**TRECHO PARA LEITURA:**
+++++

Indicada ao Oscar, Maite Alberdi aborda Alzheimer e amor em 'A Memória Infinita'
Com uma câmera na mão, o jornalista Augusto Góngora lutou para preservar a memória do Chile durante uma das ditaduras mais violentas do hemisfério sul. Mas foi a batalha por sua própria memória que o tornou protagonista do documentário indicado ao Oscar "A Memória Infinita".
Dirigida pela chilena Maite Alberdi, a produção aborda o Alzheimer através de um casal que trabalha diariamente para relembrar o amor que os une há mais de 20 anos, em um país que se esforça para não esquecer seu violento passado.
"O filme usou uma grande metáfora sobre a perda de memória, mas de um país, através do que está acontecendo com ele [Góngora]", disse Alberdi à AFP, acrescentando que "também é uma grande lição que quando se perde a memória racional (...) há uma memória emocional que transcende, e essa dor histórica permanece, mesmo quando você perde a memória".
Ao longo de cinco anos, o documentário acompanha a vida de Góngora, diagnosticado com Alzheimer, e sua esposa Paulina Urrutia, atriz e ex-ministra da Cultura, que se tornou sua cuidadora.
A diretora de 40 anos buscou abordar uma perspectiva distinta sobre o impacto desta devastadora doença.
"Vi uma maneira muito especial de lidar com o Alzheimer através do amor", sem vê-lo "como uma tragédia, mas apenas como um contexto e entendendo que a fragilidade faz parte da vida", disse ela.
Para Alberdi, que também foi indicada ao Oscar em 2021 por seu documentário sobre a solidão na terceira idade em "Agente Duplo", a experiência foi agridoce.

+++++

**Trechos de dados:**
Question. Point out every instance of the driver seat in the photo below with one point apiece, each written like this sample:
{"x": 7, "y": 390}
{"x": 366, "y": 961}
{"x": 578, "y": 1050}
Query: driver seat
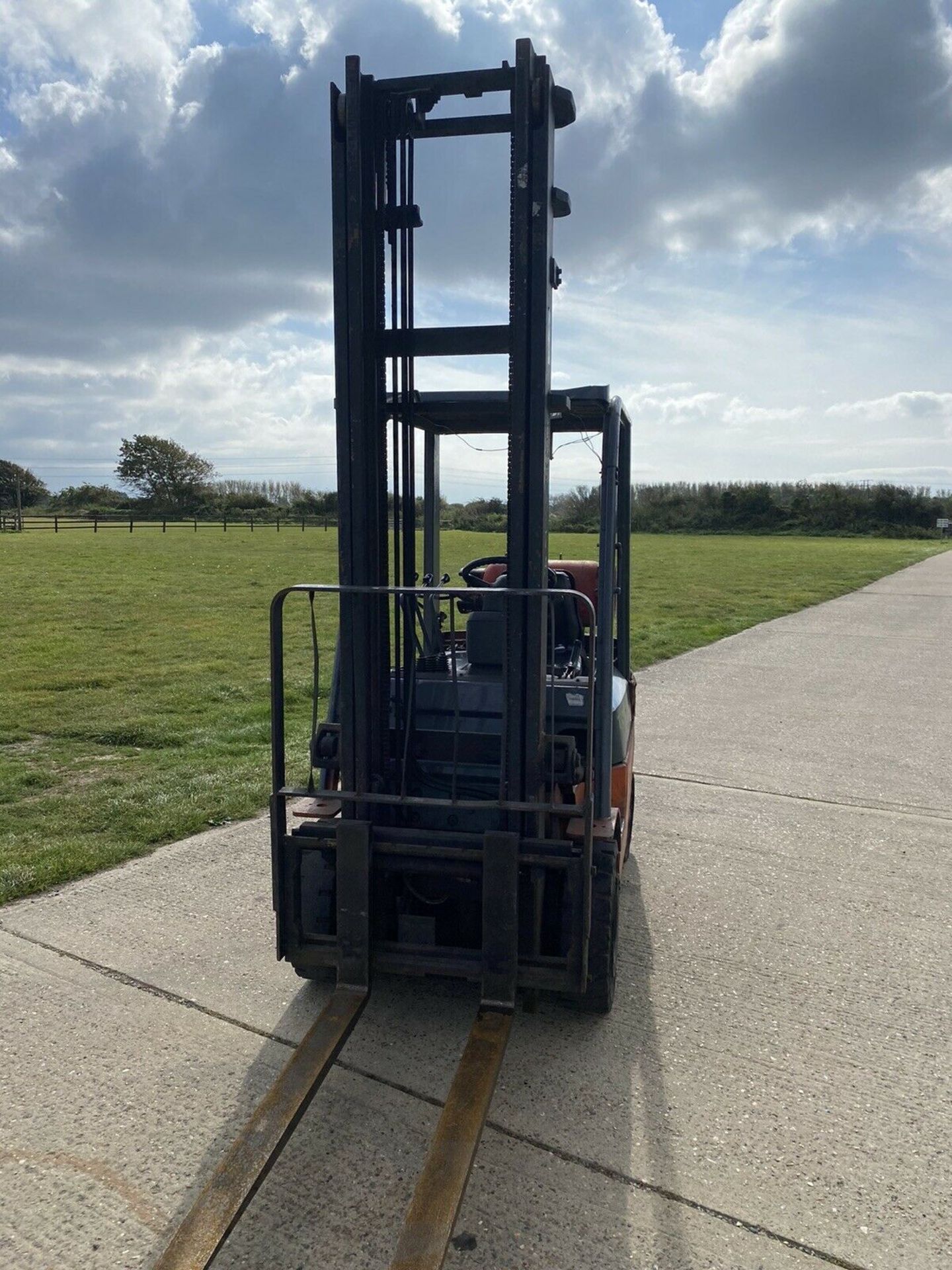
{"x": 485, "y": 630}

+++++

**CONJUNTO DE TAREFAS:**
A – Diga se cada afirmação a seguir está de acordo com a reportagem sobre "A Memória Infinita", respondendo sim ou não e citando literalmente as palavras do texto que decidem a questão: (i) o documentário acompanha Góngora e sua esposa ao longo de cinco anos; (ii) "A Memória Infinita" é a primeira indicação de Maite Alberdi ao Oscar; (iii) a diretora tem 40 anos.
B – Imprima sem alterações o trecho da reportagem sobre "A Memória Infinita" que começa nas palavras "Indicada ao Oscar, Maite" e termina depois das palavras "seu violento passado.".
O material não tem relação com o texto.

**RESPOSTAS DADAS:**
A –
(i) Sim: "Ao longo de cinco anos, o documentário acompanha a vida de Góngora, diagnosticado com Alzheimer, e sua esposa Paulina Urrutia"
(ii) Não: "também foi indicada ao Oscar em 2021"
(iii) Sim: "A diretora de 40 anos"

B –
Indicada ao Oscar, Maite Alberdi aborda Alzheimer e amor em 'A Memória Infinita'
Com uma câmera na mão, o jornalista Augusto Góngora lutou para preservar a memória do Chile durante uma das ditaduras mais violentas do hemisfério sul. Mas foi a batalha por sua própria memória que o tornou protagonista do documentário indicado ao Oscar "A Memória Infinita".
Dirigida pela chilena Maite Alberdi, a produção aborda o Alzheimer através de um casal que trabalha diariamente para relembrar o amor que os une há mais de 20 anos, em um país que se esforça para não esquecer seu violento passado.